Fragment tekstu –
W polskim biathlonie idzie ku lepszemu? Biało-Czerwoni punktują w Pucharze Świata, a może być jeszcze lepiej

Łukasz Konstanty
Natalia Sidorowicz.
Natalia Sidorowicz. Christian Einecke/Imago Sport and News/East News
Dobrze rozpoczął się sezon 2024-25 dla polskich biathlonistek. Choć za nami dopiero pięć indywidualnych konkurencji, już można stwierdzić, że niemal na pewno będzie on znacznie bardziej udany niż poprzedni. Coś pozytywnego zaczyna dziać się także wśród naszych biathlonistów.

W sezonie 2023-24 punkty Pucharu Świata zdobywały trzy nasze zawodniczki - Joanna Jakieła, Anna Mąka i Natalia Sidorowicz. Ich łączny dorobek nie rzucał jednak na kolana, w sumie uzbierało się bowiem 229 oczek w 21. konkurencjach. Najwyżej uplasowała się druga z wymienionych, która z 95 pkt. została sklasyfikowana na 45 pozycji.

Poprawione wyniki sprzed roku

W nowym mamy za sobą dopiero rywalizację w pięciu indywidualnych konkurencjach, a już na koncie Biało-Czerwonych jest niemal 75 procent zdobyczy sprzed roku. W dodatku poprawione zostały już dwa osiągnięcia, a ich autorką była Sidorowicz. Wspomniana biathlonistka zapisała już na swoim koncie 104 punkty, a jeśli nadal będzie punktować, powinna zanotować najlepszy wynik uzyskany przez jakąkolwiek naszą reprezentantkę od czterech lat. W sezonie 2020-21 Monika Hojnisz-Staręga zakończyła zmagania z 237 punktami i do niego jest jeszcze dość daleko, ale już wynik z kolejnego (153 oczka) wydaje się być tylko kwestią czasu.

Podane wiersze –
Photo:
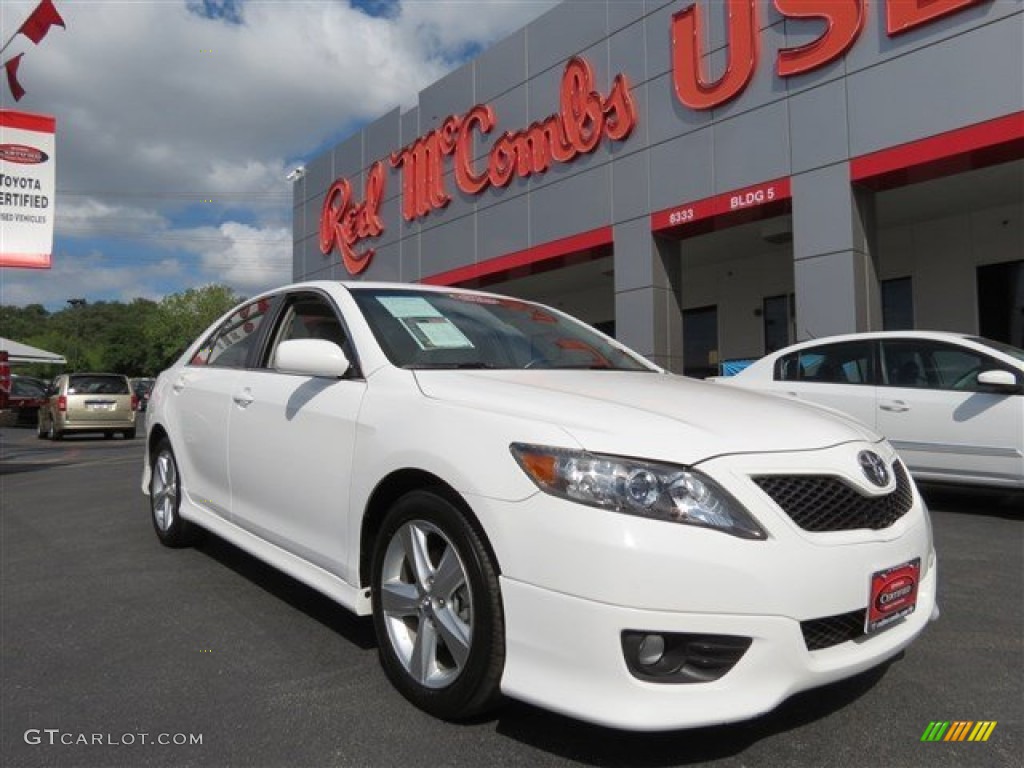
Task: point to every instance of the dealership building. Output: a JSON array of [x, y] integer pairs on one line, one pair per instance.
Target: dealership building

...

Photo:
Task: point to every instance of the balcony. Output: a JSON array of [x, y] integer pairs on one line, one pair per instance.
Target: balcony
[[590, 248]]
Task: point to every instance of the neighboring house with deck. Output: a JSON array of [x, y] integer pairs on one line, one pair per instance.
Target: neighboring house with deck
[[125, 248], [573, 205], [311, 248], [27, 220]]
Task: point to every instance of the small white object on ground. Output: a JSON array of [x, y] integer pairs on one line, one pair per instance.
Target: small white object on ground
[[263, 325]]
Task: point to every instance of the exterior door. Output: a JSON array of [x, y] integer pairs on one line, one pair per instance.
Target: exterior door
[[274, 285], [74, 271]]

Zadanie do wykonania – Napisz dalszy ciąg tekstu o polskim biathlonie, zaczynając zaraz po jego ostatnim zdaniu.

Wynik ćwiczenia –
Sidorowicz na inaugurację sezonu zanotowała też najlepszy w karierze występ, plasując się na czwartym miejscu w biegu indywidualnym podczas zawodów w Kontiolahti. Była to jednocześnie najwyższa lokata dla przedstawicielki naszego kraju od niemal pięciu lat.

Dużą szansę na poprawienie ubiegłorocznego wyniku ma także Jakieła, która po pięciu konkurencjach ma na koncie 43 punkty, a w całym poprzednim zgromadziła ledwie o dwadzieścia więcej. Jeśli jeszcze regularnie punktować zacznie Mąka (ma na koncie 22 pkt.), a do najlepszych występów z czasów juniorskich nawiąże Kamila Żuk, być może nie tylko będziemy cieszyć się z wyników indywidualnych, ale również świetnej postawy w sztafecie.

Idzie ku lepszemu w męskiej kadrze?

Iskierka nadziei, iż idzie ku lepszemu, pojawiła się także w ostatni weekend wśród biathlonistów. Najwyższe w karierze miejsca wywalczyli bowiem Jan Guńka i Konrad Badacz i choć lokaty nr 29 i 30 to nie jest jeszcze szczyt marzeń polskich kibiców, jeśli nasi młodzi zawodnicy ustabilizują formę zarówno biegową jak i strzelecką, mogą coraz częściej znajdować się wśród tych, którzy zdobywać będą punkty Pucharu Świata.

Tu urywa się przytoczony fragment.